#### YOUR OBJECTIVE:
The records beneath should be restated word for word.

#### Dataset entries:
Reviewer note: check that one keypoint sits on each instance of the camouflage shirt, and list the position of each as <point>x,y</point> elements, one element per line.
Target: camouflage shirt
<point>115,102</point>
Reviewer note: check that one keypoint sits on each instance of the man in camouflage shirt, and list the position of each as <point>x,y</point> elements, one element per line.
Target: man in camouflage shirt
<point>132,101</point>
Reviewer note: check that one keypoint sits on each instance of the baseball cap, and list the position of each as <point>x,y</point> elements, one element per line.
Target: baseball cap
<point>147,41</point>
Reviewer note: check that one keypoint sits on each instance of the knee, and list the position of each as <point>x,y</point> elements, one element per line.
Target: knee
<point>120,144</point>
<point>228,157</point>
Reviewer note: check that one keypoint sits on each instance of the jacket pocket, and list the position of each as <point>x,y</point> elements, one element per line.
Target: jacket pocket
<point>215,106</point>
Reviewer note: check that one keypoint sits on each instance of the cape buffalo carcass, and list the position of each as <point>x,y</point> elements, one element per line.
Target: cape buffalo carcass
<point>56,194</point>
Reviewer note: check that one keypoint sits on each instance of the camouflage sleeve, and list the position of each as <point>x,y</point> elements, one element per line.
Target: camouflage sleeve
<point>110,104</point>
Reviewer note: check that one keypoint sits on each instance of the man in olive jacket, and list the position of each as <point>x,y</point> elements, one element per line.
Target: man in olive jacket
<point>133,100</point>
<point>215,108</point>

#### TASK SOLUTION:
Reviewer note: check that one keypoint sits on each instance of the camouflage shirt, and list the position of each as <point>x,y</point> elements, one element per line.
Target: camouflage shirt
<point>115,102</point>
Reviewer note: check that one keypoint sits on each instance of the man in camouflage shirt, and list the position of each as <point>x,y</point> elements, one element per line.
Target: man in camouflage shirt
<point>132,101</point>
Reviewer note: check that one keypoint sits on each instance of the baseball cap, and list the position of each as <point>x,y</point> elements, one element per line.
Target: baseball cap
<point>147,41</point>
Reviewer note: check that one keypoint sits on each instance of the knee, and list the position of each as <point>x,y</point> elements, one element per line.
Target: knee
<point>120,144</point>
<point>228,157</point>
Reviewer note: check that one keypoint sits on each instance of the jacket pocket, and list the position of each as <point>x,y</point> elements, one element per line.
Target: jacket pocket
<point>215,106</point>
Reviewer note: check that one keypoint sits on each instance of the cape buffalo carcass, and list the position of each as <point>x,y</point> elements, one element per line.
Target: cape buffalo carcass
<point>56,194</point>
Reviewer note: check that one keypoint sits on each instance of the camouflage sleeve, and list the position of each as <point>x,y</point> elements, one element per line.
Target: camouflage sleeve
<point>110,104</point>
Reviewer note: check that one keypoint sits on each instance of the man in olive jacket, and list the position of each as <point>x,y</point> elements, one element per line.
Target: man in olive jacket
<point>133,100</point>
<point>215,108</point>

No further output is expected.